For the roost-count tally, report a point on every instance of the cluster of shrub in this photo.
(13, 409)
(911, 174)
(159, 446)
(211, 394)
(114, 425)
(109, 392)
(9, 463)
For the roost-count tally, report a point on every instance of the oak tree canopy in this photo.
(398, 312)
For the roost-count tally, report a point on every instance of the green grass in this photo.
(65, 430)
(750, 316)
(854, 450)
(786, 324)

--

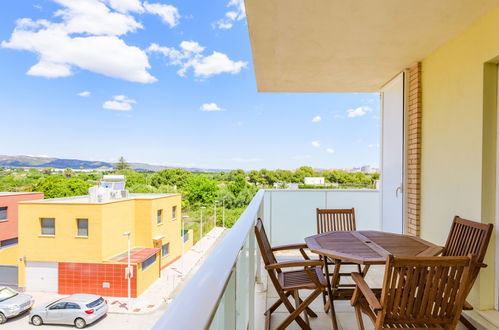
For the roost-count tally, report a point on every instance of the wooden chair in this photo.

▶ **Exercise task**: Count how many lines in the records contain the string "tally". Case counts. Reply with the number only.

▶ **Complete answer**: 4